• _READING PASSAGE_:
-------------------------

Baker v. United Services Auto. Ass'n

661 So. 2d 128 (1995)

Robert A. BAKER, M.D., Appellant,
v.
UNITED SERVICES AUTOMOBILE ASSOCIATION, Adam D. Cruz, and Joanne Cruz, Appellees.

No. 94-3983.

District Court of Appeal of Florida, First District.

October 10, 1995.

*129 James C. Cumbie, Jacksonville, for Appellant.

Kristen M. Van Der Linde and Noah H. Jenerette, Jr. of Boyd & Jenerette, P.A., Jacksonville, for Appellees.

MICKLE, Judge.

Robert A. Baker, M.D., (Baker), appeals an order granting partial summary judgment in favor of United Services Automobile Association (USAA) on his claim of fraudulent misrepresentation. Finding that genuine issues of material fact exist, we reverse and remand for further proceedings.

Baker sustained injuries while riding as a passenger in an automobile owned by his mother which was struck by an automobile operated by Adam Cruz and owned by Joanne Cruz. Neither Joanne Cruz nor Adam Cruz carried automobile liability coverage. Baker carried uninsured motorist coverage in the amount of $1,000,000 through USAA, and Baker's mother carried uninsured motorist coverage of $1,000,000 through State Farm Insurance Company (State Farm).

*130 Baker filed a two-count complaint alleging negligence on the part of the operators and owners of both automobiles, and breach of contract on the part of USAA and State Farm for failure to pay uninsured motorist benefits. Shortly after filing the complaint, Baker settled with State Farm, his mother's insurer, in the amount of $300,000, and State Farm was dismissed as a party defendant.

Baker then filed an amended complaint alleging negligence on the part of Joanne and Adam Cruz and breach of contract against USAA for failure to pay uninsured motorist benefits. In due course, USAA moved for summary judgment on the basis that, since its coverage was excess over that of State Farm's primary coverage, it was entitled to a $1,000,000 set-off attributable to any damages found to be owing Baker to which uninsured motorist coverage would be applicable. Following a hearing, the trial court entered an order granting USAA's motion for partial summary judgment, finding in pertinent part:

... USAA and Baker entered into a written insurance contract wherein USAA and Baker agreed that if Baker was occupying an automobile which he did not own, but which automobile had insurance coverage providing him UM/UIM coverage, that coverage would constitute primary coverage while USAA's insurance coverage would constitute excess coverage. Baker was occupying an automobile insured by a company other than USAA at the time of the automobile collision. Since Baker has not exhausted the limits of State Farm's UM/UIM coverage, USAA is entitled to a $1,000,000.00 set-off attributable to any damages found to be owing to Baker to which uninsured motorist coverage would be applicable.

-------------------------

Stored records
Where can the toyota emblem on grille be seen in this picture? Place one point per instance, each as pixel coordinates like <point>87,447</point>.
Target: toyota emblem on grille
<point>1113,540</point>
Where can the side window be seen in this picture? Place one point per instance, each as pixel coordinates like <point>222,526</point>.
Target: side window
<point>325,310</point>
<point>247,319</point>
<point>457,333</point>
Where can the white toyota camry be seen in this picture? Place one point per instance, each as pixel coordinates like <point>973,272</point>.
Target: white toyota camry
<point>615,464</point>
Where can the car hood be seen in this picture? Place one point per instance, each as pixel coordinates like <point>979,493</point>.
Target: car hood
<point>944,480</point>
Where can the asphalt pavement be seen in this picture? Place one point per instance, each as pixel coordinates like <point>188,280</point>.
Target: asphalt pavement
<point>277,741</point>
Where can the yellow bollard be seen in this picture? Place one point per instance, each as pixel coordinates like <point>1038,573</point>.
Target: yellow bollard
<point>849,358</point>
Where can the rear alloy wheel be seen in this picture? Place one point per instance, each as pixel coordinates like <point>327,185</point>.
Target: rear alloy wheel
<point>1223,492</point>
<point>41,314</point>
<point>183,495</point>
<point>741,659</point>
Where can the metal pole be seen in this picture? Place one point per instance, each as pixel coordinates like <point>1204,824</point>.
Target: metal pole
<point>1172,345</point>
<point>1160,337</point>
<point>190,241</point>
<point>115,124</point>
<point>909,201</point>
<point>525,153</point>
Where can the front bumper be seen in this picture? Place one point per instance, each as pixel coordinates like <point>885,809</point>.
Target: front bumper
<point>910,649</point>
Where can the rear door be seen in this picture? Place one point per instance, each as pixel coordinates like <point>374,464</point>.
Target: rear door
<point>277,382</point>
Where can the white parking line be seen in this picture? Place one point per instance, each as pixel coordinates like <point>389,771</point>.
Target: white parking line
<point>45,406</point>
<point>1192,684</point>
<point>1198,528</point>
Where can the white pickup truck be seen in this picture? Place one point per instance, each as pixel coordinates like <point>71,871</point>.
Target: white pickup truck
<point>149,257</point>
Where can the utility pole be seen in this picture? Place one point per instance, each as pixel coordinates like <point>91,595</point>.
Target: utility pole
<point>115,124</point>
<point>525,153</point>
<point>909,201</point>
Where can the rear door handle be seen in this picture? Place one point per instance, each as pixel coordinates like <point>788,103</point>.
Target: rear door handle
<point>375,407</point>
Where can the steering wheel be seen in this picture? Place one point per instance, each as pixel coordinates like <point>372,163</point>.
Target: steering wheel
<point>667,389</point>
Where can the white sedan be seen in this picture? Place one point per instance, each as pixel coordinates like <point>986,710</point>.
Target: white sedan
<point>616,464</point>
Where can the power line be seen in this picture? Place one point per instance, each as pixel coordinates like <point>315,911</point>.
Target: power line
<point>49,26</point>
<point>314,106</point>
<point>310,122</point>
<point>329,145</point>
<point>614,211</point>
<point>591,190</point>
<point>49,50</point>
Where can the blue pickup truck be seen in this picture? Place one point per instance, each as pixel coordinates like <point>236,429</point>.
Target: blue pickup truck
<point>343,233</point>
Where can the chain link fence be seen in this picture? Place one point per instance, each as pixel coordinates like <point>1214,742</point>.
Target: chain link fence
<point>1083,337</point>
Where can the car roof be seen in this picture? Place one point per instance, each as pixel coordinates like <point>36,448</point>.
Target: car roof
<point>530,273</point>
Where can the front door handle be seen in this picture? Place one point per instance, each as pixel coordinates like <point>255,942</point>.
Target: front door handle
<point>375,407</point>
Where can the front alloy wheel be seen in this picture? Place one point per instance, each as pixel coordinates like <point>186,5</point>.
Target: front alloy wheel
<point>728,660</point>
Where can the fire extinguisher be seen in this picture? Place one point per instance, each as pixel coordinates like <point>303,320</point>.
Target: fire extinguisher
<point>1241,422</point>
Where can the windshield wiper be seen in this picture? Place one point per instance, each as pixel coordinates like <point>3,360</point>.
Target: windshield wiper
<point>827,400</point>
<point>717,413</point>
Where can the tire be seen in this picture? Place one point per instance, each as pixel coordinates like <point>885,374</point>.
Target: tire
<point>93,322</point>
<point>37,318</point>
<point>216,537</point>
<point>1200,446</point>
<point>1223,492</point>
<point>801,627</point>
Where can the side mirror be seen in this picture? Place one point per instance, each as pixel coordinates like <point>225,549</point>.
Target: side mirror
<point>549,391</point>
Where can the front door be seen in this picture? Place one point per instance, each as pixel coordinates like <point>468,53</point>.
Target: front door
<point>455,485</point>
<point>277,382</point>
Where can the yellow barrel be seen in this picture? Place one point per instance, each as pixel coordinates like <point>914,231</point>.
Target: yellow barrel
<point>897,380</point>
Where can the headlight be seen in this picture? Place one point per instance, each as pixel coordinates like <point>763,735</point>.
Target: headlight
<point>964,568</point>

-------------------------

• _GIVEN REQUEST_: Decide whether each statement agrees with the court opinion above, answering yes or no and quoting the deciding words from it: (a) Neither Adam Cruz nor Joanne Cruz had automobile liability coverage. (b) Baker settled with State Farm for $1,000,000. (c) The appeals court upheld the order granting partial summary judgment.

• _THE SOLUTION_:
(a) Yes: "Neither Joanne Cruz nor Adam Cruz carried automobile liability coverage."
(b) No: "Baker settled with State Farm, his mother's insurer, in the amount of $300,000"
(c) No: "we reverse and remand for further proceedings."